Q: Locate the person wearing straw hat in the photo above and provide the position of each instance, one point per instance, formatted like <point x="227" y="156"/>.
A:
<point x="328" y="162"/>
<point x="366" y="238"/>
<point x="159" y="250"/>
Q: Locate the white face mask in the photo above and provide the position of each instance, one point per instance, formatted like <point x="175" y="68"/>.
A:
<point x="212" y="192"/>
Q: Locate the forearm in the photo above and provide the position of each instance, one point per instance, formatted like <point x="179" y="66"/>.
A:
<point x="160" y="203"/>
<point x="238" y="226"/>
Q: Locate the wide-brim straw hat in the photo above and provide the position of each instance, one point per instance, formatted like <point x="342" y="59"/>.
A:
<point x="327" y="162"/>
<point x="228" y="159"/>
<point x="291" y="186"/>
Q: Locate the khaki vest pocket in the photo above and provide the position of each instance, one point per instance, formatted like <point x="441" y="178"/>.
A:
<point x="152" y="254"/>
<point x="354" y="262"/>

◇ ◇ ◇ ◇ ◇ ◇ ◇

## Stated goal
Rewrite the rows from the line holding "Q: Locate the white" through the end of the rows, inclusive, requests and all, and shift every point coordinate in the answers up by 50 while leaving the numbers in the requests as they are.

## Full response
Q: Locate the white face mask in the photo above and provide the position of each instance, one point per instance, formatted like <point x="175" y="68"/>.
A:
<point x="262" y="242"/>
Q: Locate the forearm in the photo above and provide the position of each instance, one point per instance, formatted like <point x="179" y="66"/>.
A:
<point x="210" y="253"/>
<point x="288" y="276"/>
Q: Locate the wide-brim straw hat in the photo above and provide the position of each instance, one point per instance, formatted like <point x="342" y="59"/>.
A:
<point x="377" y="212"/>
<point x="278" y="209"/>
<point x="341" y="236"/>
Q: Locate the khaki vest pocket in the photo above and provide the position of each instance, one point per instance, formatted like <point x="441" y="178"/>.
A:
<point x="202" y="304"/>
<point x="404" y="312"/>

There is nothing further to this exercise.